● **Fragmento seleccionado**
|---|

Por
Javier Pulido Samper
Una de las respuestas clásicas del actor de Hollywood
al recibir el Oscar es que no le concede la menor importancia,
que lo guarda en el rincón más recóndito de su cuarto trastero.
Esta frase es chocante si proviene de la terna de actores flojitos
que parecen construir toda su carrera en base a la caza de ese
papel estudiado a la perfección para obtener la estatuilla.
Hablo, como no, de Hanks, Crowe o Ford.
Minusvalías,
enfermedades, cualquier excusa es buena para conseguir un premio
del Jurado, aunque nadie recuerde esa producción dentro de unos
años. Por ello resulta molesto ver a intérpretes de la envergadura
de Sean Penn plegarse a este tipo de pápeles. Penn ha conseguido
encauzar una magnífica carrera como director y realizador, lejos
de toda concesión a la comercialidad, una línea de la que se
desmarca en esta ocasión.

|---|

● **Consigna**
Prosigue el fragmento sobre los actores de Hollywood y el Oscar a partir de su última oración. Las entradas son un material aparte, sin relación con el fragmento.

|---|

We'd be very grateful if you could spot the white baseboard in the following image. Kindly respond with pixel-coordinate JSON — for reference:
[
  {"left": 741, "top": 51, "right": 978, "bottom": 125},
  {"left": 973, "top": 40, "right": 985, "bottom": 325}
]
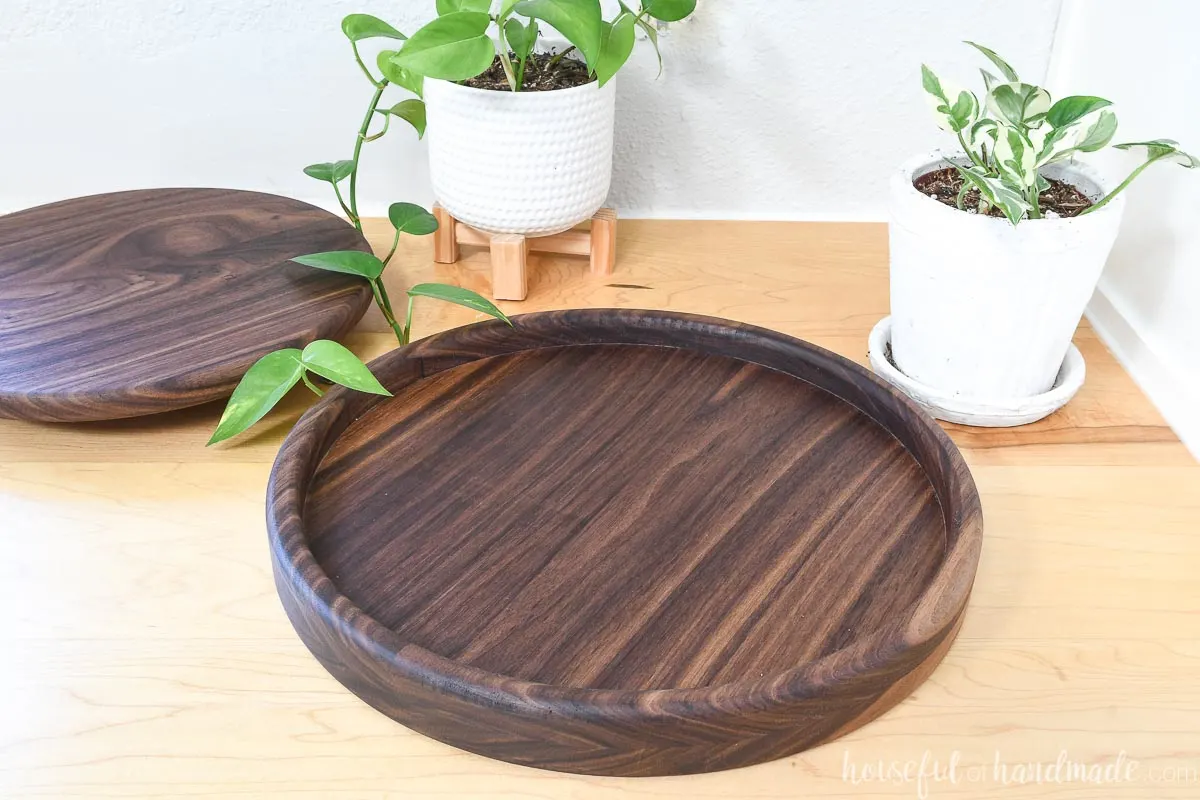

|---|

● **Respuesta**
Ver ahogado a esta fuerza de la naturaleza en
un mar de clichés duele, sobre todo porque así será recordado
para el gran público, que suele compartir la creencia de que
una buena interpretación es directamente proporcional a las
taras físicas o psíquicas del personaje interpretado. Para quien
esto escribe, un solo minuto del tour de force que Penn ofreció
en Acordes y desacuerdos, en la piel de un alocado genio
del jazz, valdría para olvidar de un plumazo el 99% del metraje
de Yo soy Sam.
Y lo más increíble es que su recreación del retrasado
mental que persigue la custodia de su hija es lo mejor de una
obra que podría imaginarse a caballo entre Rain Man y
Kramer contra Kramer. Penn lucha (y no siempre consigue)
por no caer en un cúmulo de tics al más puro estilo Hoffman.
El resto del film de Jessi Nelson es un insufrible melodrama
tramposo y cargante que bascula entre lo lacrimógeno y lo predecible,
una imposible mezcla entre el culebrón más rancio y el slapstick
más inofensivo que acaba adoptando las formas del drama
de tribunales.
Y si bien hay momentos aislados en Yo soy
Sam que pretenden actualizar los motivos y la técnica de
la citada Kramer contra Kramer (esos movimientos de cámara)
no se trata más que de un espejismo. El guión, manipulador hasta
la médula, a cargo de la misma Jessi Nelson (Corinna, Corinna)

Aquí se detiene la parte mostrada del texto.